[Records from a point labeling set]
====================
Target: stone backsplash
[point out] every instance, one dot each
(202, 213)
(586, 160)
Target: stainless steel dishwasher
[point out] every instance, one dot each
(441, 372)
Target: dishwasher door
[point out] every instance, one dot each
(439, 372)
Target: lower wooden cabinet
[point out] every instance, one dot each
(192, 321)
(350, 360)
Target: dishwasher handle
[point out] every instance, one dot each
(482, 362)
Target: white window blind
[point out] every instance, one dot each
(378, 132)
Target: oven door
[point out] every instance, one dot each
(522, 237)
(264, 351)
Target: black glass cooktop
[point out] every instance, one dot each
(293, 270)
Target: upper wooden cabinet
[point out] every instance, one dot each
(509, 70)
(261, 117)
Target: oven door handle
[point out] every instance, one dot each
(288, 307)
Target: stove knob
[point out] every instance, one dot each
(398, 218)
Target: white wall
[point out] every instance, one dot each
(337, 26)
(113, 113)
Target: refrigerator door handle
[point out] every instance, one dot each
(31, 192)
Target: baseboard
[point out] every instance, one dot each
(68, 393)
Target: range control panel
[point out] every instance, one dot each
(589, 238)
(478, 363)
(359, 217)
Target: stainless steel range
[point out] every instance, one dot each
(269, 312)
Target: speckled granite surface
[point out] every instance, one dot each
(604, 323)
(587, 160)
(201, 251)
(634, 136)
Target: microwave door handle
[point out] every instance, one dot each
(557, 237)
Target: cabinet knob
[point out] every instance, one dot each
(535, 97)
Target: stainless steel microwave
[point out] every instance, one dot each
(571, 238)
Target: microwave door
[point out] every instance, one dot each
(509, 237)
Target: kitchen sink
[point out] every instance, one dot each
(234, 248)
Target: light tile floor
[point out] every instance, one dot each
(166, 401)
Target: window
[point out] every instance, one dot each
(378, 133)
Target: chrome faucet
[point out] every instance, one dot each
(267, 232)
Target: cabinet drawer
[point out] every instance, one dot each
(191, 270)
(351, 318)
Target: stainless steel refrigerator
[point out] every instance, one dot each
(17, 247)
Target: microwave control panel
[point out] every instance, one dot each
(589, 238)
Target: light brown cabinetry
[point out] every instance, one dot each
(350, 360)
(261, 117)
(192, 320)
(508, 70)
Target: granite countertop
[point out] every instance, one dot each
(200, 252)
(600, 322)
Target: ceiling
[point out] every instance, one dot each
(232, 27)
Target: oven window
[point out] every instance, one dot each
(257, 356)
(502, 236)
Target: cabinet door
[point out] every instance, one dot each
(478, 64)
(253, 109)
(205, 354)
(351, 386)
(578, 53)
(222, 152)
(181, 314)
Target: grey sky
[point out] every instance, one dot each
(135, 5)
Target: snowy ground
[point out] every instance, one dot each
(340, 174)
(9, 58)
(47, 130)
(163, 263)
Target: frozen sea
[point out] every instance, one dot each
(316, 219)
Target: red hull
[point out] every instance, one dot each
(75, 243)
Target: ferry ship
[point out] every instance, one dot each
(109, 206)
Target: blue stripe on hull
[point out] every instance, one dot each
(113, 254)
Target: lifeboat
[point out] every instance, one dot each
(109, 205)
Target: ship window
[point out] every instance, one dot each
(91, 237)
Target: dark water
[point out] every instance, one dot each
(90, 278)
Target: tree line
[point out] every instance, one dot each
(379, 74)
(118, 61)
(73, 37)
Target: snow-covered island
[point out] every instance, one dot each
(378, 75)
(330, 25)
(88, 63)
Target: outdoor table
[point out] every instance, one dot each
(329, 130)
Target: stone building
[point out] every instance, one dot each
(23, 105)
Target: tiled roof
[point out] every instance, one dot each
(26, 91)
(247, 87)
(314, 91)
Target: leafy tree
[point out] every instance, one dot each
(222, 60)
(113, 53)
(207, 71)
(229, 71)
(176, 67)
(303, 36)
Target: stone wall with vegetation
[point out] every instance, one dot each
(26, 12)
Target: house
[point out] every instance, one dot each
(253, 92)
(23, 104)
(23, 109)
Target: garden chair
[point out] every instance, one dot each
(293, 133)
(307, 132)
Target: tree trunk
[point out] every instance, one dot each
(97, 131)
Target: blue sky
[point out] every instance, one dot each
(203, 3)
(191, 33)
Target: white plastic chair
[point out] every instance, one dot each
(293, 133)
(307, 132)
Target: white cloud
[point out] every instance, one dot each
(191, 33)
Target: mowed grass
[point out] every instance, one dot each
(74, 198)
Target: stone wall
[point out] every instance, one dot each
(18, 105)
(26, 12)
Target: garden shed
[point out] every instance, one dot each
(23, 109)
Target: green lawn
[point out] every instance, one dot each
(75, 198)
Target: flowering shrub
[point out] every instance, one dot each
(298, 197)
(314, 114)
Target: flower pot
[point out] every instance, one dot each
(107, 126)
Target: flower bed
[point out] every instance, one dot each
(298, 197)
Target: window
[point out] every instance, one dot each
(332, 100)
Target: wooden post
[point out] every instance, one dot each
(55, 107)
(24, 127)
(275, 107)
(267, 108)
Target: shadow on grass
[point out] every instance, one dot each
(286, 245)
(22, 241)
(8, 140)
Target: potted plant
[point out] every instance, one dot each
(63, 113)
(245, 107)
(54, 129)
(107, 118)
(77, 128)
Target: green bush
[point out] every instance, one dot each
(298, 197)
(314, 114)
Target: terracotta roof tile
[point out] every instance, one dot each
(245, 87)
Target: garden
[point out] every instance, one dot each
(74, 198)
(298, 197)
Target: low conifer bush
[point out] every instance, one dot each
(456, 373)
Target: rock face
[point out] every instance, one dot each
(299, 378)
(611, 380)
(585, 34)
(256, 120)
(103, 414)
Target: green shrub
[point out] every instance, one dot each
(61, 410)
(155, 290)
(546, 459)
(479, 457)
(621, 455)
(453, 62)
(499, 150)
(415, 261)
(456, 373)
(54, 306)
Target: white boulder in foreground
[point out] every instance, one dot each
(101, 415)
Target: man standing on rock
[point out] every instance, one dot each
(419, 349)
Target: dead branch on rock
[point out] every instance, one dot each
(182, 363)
====================
_Written exercise_.
Return the records above without any change, from the line that contains "Target: tree trunk" through the final line of the records.

_Final result_.
Target: tree trunk
[point out] every instance, one dot each
(97, 131)
Target: blue sky
[point out] every instance, one dot each
(203, 3)
(191, 33)
Target: white plastic chair
[point out] every instance, one dot each
(293, 133)
(307, 132)
Target: white cloud
[point out] every instance, one dot each
(191, 33)
Target: mowed grass
[point out] every instance, one dot each
(74, 198)
Target: stone wall
[point out] every instance, one dot each
(18, 105)
(26, 12)
Target: garden shed
[point out] every instance, one dot each
(23, 109)
Target: green lawn
[point out] every instance, one dot each
(75, 198)
Target: flowering shrub
[point out] every instance, one dot each
(298, 197)
(314, 114)
Target: flower pot
[point out] every instance, one dot each
(107, 126)
Target: flower bed
[point out] every instance, one dot each
(298, 197)
Target: window
[point out] every instance, one dot each
(332, 100)
Target: wooden post
[point out] every instance, one dot each
(55, 107)
(24, 127)
(275, 107)
(267, 108)
Target: shadow on grass
[point out] every instance, one dot each
(286, 245)
(22, 241)
(8, 140)
Target: potted plant
[point out] every instance, one dot each
(63, 113)
(245, 107)
(54, 129)
(107, 118)
(77, 128)
Target: green bush
[point out] every instance, one dot each
(298, 197)
(314, 114)
Target: terracotta roof tile
[point out] every instance, one dot each
(245, 87)
Target: garden
[point out] every instance, one dot each
(74, 198)
(298, 197)
Target: low conifer bush
[point out] every instance, one dot each
(456, 373)
Target: rock face
[point out] every instance, one dot each
(299, 378)
(611, 380)
(585, 34)
(256, 120)
(103, 414)
Target: green shrub
[point out] every instance, one dot each
(61, 410)
(155, 290)
(546, 459)
(479, 457)
(621, 455)
(453, 62)
(499, 150)
(415, 261)
(456, 373)
(54, 306)
Target: white boulder in foreground
[point out] every instance, one dot each
(101, 415)
Target: man standing on rock
[point out] every instance, one dot each
(419, 349)
Target: dead branch on rock
[point out] every instance, one dot each
(182, 363)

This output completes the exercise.